• [EXCERPT TO READ]
○ ○ ○ ○ ○

Abstract

Introduction: COVID-19 changed the management of patients with chronic pain. The increased utilization of telemedicine was recommended as a solution. Telemedicine provides medical services by overcoming the geographical distance between practitioner and patient and makes it possible to continue treating the patients with a high level of safety for patients and staff. The aim of our study is to investigate the data on the use of telemedicine in an interdisciplinary pain center in the years 2020 and 2021. Methods: Every patient contact in 2020 and 2021 with the interdisciplinary pain center was registered. Dataset consists of 4,156 patient contacts (N = 1,996 in the year 2020; N = 2,160 in the year 2021). For each patient contact, we collected data on age, sex, place of residence, and the reason or type of the contact. In addition, the incidence rates were used as a data source for the COVID-19 development. Results: In 2020, there was a significant decrease in face-to-face contacts (85.0% to 59.4%) and a significant increase in telemedicine use (especially video calls 0.6% to 20.0%). The use of telemedicine had a temporary peak at the beginning of 2021 (first quarter of 2021: 41.2%). The trend generally reversed during 2021: face-to-face contacts increased again (25.5% to 58.9%) and telemedicine decreased (mainly video calls 41.2% to 25.9%). Conclusion: The results show that telemedicine was successfully implemented in an interdisciplinary pain center during 2020 and 2021. In addition to the software requirements and the data protection, the aspect of digital literacy appears to be relevant. There seems to be a need for an implementation plan in pain centers that includes guidelines for the use of telemedicine.

○ ○ ○ ○ ○

• [TASK SET]
1) Decide whether each statement agrees with the abstract, answering yes or no and quoting the words of the abstract that settle it: (a) The dataset includes 2,160 patient contacts from 2021. (b) Face-to-face contacts kept falling throughout 2021. (c) In 2020, the share of video calls rose from 0.6% to 20.0%.
2) According to the abstract, what data were collected for each patient contact? List every item.
Everything needed to complete the work here is contained in the abstract above.

(Items in a dataset)

○ ○ ○ ○ ○

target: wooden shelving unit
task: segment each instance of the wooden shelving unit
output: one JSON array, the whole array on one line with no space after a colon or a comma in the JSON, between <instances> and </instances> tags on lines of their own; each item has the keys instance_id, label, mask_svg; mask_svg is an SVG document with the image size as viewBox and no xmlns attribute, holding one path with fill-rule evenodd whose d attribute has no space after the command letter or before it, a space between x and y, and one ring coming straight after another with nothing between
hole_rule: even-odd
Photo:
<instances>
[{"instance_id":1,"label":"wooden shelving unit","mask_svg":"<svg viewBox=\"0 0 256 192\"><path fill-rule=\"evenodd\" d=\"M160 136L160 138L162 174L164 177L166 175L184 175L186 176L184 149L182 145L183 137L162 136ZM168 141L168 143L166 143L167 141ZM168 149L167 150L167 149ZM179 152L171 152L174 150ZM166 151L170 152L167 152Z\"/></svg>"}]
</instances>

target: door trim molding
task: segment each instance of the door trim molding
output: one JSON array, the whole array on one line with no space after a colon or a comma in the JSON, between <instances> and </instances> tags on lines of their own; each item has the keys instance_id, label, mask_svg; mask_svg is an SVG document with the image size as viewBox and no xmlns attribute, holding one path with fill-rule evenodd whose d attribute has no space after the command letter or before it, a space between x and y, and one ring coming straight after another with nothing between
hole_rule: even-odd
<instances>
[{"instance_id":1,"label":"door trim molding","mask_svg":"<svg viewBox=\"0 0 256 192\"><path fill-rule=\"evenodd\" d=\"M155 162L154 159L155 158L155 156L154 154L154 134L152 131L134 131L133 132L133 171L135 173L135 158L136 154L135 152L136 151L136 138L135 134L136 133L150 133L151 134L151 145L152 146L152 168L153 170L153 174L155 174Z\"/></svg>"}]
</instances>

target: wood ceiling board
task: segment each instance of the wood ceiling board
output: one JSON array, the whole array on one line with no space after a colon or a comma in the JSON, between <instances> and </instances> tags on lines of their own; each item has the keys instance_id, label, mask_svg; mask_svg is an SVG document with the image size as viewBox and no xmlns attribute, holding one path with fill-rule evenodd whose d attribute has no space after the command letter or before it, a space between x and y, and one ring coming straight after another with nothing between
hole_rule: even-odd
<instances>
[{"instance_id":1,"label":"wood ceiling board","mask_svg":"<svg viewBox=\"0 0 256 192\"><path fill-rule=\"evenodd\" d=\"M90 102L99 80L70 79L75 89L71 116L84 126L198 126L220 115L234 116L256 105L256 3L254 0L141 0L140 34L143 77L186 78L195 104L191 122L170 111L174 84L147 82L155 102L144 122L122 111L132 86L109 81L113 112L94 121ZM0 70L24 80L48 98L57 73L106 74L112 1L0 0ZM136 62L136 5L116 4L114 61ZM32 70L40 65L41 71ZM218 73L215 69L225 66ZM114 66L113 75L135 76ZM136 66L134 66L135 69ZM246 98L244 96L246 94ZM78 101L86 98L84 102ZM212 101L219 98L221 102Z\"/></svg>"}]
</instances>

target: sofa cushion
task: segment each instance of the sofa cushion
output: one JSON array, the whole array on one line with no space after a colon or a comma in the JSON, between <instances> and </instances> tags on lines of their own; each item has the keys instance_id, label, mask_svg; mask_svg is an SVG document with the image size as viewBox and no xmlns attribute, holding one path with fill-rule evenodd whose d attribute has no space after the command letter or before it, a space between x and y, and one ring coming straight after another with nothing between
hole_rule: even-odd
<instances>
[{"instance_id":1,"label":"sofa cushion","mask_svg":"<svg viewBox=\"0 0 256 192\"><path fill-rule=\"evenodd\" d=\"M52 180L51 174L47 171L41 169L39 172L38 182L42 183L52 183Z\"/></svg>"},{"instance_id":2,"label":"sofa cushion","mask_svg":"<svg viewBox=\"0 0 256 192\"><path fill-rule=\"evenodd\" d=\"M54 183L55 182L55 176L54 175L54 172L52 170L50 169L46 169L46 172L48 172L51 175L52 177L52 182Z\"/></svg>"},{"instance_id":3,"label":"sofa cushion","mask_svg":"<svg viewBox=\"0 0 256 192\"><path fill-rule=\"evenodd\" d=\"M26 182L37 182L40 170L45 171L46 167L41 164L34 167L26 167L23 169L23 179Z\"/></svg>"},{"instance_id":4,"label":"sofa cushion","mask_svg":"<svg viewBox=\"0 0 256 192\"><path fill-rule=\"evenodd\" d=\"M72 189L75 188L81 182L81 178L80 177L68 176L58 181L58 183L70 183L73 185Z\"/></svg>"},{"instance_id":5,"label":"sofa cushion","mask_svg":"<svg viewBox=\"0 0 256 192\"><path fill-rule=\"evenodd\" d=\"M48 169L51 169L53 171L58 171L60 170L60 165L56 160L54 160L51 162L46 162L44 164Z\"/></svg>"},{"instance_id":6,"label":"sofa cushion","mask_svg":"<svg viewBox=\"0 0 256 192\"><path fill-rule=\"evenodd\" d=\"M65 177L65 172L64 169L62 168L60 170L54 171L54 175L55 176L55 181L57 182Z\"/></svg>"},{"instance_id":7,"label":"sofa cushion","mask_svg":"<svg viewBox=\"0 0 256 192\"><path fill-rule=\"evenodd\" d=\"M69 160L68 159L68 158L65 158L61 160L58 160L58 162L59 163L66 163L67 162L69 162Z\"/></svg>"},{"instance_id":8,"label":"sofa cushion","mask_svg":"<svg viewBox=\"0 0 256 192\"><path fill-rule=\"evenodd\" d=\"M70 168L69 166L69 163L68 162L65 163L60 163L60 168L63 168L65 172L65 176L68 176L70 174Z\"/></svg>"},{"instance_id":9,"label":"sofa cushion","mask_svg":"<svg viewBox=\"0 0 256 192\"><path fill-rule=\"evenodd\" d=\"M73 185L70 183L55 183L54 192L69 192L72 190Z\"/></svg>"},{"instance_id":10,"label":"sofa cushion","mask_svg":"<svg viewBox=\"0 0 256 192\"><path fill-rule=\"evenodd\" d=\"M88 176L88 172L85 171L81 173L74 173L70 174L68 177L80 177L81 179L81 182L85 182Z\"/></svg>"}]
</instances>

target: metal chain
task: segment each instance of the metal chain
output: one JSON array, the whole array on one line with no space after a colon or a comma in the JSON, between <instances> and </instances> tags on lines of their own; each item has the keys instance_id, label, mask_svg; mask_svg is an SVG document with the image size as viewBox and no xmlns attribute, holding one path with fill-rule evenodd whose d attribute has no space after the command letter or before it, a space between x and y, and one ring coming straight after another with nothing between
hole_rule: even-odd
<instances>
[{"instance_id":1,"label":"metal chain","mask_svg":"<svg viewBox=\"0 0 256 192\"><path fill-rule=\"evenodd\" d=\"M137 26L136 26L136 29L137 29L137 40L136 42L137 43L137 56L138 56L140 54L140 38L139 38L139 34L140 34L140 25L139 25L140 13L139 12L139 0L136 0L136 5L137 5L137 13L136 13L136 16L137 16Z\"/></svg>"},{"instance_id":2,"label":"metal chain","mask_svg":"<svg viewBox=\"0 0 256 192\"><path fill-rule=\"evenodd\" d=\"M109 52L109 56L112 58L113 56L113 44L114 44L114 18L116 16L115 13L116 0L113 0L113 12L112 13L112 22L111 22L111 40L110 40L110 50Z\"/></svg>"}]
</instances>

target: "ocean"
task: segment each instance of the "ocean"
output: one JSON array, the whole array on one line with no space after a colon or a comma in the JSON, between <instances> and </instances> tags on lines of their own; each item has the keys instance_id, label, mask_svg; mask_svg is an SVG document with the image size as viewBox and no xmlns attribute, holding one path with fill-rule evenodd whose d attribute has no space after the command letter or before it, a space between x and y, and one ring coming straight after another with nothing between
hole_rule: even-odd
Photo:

○ ○ ○ ○ ○

• [RESPONSE LIST]
1)
(a) Yes: "N = 2,160 in the year 2021"
(b) No: "face-to-face contacts increased again (25.5% to 58.9%)"
(c) Yes: "especially video calls 0.6% to 20.0%"

2)
- age
- sex
- place of residence
- the reason or type of the contact